* BEGIN Provided data *
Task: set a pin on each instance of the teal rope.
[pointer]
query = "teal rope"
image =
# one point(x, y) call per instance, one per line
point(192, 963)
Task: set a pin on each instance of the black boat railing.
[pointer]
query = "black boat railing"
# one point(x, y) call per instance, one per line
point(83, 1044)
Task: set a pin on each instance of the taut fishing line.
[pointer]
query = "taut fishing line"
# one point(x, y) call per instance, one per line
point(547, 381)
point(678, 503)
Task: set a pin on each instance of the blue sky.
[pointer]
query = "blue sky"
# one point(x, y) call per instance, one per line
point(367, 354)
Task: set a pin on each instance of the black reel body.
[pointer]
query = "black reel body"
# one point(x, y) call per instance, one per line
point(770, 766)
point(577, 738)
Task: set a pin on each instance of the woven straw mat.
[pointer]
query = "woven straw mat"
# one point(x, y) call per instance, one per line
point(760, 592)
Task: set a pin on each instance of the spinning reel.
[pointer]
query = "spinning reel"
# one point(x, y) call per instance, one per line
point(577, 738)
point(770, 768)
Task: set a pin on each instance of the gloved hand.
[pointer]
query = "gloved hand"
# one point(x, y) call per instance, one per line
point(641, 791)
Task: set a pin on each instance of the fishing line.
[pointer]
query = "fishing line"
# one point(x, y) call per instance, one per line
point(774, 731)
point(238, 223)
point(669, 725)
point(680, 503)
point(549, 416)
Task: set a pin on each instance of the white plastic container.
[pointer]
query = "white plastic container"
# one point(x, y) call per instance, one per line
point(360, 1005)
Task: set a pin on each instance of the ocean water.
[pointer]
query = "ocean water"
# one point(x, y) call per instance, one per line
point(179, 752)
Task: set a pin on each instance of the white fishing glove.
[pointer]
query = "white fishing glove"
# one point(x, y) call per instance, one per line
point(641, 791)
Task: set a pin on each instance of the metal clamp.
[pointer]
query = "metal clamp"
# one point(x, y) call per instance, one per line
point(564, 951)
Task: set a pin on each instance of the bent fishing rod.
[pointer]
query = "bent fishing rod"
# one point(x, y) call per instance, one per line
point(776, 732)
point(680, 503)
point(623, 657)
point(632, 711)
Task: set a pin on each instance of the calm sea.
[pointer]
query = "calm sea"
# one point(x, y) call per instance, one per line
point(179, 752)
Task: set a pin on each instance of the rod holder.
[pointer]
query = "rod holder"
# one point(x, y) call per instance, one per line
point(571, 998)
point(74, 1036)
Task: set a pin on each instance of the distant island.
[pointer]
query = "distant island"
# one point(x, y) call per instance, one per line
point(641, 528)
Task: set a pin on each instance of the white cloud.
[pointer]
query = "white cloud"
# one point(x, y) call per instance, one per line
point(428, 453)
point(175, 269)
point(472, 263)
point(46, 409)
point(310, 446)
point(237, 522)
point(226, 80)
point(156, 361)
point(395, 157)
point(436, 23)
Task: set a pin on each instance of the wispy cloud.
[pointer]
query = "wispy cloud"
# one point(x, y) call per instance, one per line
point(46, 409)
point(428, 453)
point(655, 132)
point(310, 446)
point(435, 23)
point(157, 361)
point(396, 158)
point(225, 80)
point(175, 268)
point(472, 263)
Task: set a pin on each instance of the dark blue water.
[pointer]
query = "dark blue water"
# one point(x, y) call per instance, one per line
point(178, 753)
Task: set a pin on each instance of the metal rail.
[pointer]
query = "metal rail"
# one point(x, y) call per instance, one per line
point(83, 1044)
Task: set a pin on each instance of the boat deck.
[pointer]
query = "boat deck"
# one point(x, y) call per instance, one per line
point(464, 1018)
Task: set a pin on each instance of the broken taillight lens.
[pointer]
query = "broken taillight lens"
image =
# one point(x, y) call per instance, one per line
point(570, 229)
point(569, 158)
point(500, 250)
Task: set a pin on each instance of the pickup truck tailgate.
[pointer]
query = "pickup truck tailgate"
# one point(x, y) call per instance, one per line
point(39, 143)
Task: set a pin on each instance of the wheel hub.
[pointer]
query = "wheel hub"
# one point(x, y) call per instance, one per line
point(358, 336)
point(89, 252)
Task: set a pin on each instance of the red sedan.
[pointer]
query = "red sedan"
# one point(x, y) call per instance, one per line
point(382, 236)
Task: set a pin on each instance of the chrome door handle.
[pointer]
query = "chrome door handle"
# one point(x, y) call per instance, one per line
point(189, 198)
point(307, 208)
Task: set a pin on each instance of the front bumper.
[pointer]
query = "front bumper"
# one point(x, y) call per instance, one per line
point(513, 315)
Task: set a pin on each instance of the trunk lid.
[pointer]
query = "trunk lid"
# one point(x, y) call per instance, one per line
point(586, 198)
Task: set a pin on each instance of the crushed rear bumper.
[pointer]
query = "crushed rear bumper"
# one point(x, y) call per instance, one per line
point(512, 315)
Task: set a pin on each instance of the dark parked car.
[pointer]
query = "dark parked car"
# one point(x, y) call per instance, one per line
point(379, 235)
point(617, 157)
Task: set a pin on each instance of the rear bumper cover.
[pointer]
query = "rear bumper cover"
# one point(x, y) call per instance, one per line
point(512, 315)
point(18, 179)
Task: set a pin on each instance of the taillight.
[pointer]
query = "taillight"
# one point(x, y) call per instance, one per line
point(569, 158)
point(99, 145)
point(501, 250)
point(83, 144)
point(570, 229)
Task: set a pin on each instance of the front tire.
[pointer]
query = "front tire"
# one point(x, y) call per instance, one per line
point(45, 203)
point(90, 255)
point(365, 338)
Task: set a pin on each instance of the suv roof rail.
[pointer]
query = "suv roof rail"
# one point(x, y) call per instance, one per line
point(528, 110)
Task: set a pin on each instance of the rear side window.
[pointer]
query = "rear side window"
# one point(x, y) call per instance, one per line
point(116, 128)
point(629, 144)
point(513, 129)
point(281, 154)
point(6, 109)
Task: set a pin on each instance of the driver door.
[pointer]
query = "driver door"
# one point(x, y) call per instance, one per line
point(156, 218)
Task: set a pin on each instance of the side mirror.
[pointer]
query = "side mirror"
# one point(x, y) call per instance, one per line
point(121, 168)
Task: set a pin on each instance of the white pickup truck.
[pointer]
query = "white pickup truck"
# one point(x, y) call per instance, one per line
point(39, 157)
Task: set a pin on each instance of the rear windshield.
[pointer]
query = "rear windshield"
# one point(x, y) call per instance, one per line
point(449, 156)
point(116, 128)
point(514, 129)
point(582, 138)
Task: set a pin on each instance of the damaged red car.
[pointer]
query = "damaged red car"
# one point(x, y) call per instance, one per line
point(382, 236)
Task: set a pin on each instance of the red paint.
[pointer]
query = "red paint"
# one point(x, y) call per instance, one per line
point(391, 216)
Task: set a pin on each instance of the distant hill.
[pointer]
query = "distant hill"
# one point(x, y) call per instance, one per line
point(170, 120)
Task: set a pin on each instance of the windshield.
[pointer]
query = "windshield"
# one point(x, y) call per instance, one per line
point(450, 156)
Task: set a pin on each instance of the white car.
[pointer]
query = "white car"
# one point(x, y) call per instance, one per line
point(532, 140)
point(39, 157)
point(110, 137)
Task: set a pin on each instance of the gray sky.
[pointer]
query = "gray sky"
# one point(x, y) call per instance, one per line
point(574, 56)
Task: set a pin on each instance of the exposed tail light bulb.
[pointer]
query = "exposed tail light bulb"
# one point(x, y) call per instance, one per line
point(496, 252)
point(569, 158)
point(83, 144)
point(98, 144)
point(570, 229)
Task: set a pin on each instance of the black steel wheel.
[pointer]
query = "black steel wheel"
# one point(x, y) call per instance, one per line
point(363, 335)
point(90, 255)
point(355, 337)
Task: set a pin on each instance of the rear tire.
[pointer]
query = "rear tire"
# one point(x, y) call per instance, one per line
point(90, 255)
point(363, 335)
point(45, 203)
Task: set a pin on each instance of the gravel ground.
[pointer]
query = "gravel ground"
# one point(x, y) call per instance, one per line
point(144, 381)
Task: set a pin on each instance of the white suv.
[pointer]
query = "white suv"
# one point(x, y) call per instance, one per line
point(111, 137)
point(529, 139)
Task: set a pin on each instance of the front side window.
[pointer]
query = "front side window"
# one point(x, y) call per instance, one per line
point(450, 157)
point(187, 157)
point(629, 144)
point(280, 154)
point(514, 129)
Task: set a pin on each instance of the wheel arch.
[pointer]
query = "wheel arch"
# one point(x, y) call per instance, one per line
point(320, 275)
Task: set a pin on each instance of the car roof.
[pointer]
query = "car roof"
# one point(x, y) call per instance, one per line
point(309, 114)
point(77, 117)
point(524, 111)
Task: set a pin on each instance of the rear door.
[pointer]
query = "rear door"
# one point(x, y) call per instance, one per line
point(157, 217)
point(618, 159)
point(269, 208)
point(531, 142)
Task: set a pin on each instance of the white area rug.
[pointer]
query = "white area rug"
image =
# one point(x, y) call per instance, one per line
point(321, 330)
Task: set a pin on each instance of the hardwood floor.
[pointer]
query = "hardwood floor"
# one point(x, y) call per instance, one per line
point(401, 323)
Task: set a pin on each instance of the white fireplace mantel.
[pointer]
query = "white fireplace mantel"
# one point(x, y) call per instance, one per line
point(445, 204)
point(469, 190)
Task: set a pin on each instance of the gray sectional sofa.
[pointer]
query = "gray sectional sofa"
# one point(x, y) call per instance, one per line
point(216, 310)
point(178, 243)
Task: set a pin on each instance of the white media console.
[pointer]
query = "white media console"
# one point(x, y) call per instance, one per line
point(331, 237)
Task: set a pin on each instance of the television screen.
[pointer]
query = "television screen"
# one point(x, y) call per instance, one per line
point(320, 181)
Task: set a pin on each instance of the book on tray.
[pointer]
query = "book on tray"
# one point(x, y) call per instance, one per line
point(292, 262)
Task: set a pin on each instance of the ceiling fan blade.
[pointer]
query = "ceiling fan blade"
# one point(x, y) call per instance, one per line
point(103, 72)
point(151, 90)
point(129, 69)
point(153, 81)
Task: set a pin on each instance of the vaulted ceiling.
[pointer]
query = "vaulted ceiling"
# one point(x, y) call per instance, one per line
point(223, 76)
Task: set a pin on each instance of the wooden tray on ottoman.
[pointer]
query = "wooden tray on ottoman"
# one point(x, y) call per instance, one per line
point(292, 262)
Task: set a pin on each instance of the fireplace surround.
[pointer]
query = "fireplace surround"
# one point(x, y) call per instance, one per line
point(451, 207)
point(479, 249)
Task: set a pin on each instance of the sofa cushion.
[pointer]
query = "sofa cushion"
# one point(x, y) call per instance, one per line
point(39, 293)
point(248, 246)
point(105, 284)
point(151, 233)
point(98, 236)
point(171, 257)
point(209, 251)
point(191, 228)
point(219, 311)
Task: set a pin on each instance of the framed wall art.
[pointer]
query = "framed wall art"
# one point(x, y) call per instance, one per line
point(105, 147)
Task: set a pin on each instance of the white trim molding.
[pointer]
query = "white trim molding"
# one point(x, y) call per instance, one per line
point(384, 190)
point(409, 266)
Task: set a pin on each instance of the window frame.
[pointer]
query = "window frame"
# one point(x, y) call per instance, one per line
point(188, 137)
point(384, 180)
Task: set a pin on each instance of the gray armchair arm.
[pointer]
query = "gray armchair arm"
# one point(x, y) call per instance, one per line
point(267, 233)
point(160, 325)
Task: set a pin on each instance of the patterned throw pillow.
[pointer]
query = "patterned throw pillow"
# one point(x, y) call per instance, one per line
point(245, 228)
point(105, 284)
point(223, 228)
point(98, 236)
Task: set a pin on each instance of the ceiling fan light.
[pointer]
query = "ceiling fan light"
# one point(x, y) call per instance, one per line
* END Provided data *
• **What the exercise asks**:
Switch "hardwood" to "oak" in the part of the items above that opens with the line containing "Task: set a pin on each instance of the car" and closes with the line containing "point(153, 81)". Give back only that part, with everything else unchanged.

• **Completed task**:
Task: set a pin on each instance of the car roof.
[pointer]
query = "car roof"
# one point(x, y) call per instance, one per line
point(309, 114)
point(77, 117)
point(524, 111)
Task: set a pin on each instance of the rear door.
[pointer]
query = "rear door"
# one point(x, y) call per instance, one per line
point(157, 217)
point(618, 159)
point(269, 208)
point(531, 142)
Task: set a pin on each instance of the white area rug.
[pointer]
query = "white area rug"
image =
# one point(x, y) call per instance, one per line
point(321, 330)
Task: set a pin on each instance of the oak floor.
[pointer]
query = "oak floor"
# one point(x, y) call per instance, one per line
point(401, 323)
Task: set a pin on each instance of the white fireplace mantel.
[pointer]
query = "white fireplace mantel"
# one point(x, y) call per instance, one per line
point(445, 204)
point(469, 190)
Task: set a pin on each instance of the gray sectional sofa.
[pointer]
query = "gray sectional sofa"
# one point(x, y) call per instance, one per line
point(216, 310)
point(178, 243)
Task: set a pin on each instance of the white media console.
[pointer]
query = "white media console"
# one point(x, y) call per instance, one per line
point(331, 237)
Task: set a pin on each instance of the television screen.
[pointer]
query = "television screen"
# one point(x, y) call per instance, one per line
point(320, 181)
Task: set a pin on each instance of the book on tray.
[pointer]
query = "book on tray"
# one point(x, y) call per instance, one per line
point(292, 262)
Task: set a pin on each instance of the ceiling fan blade.
[pointer]
query = "ceiling fan blade"
# one point(x, y) call per instance, one per line
point(103, 72)
point(151, 90)
point(129, 69)
point(153, 81)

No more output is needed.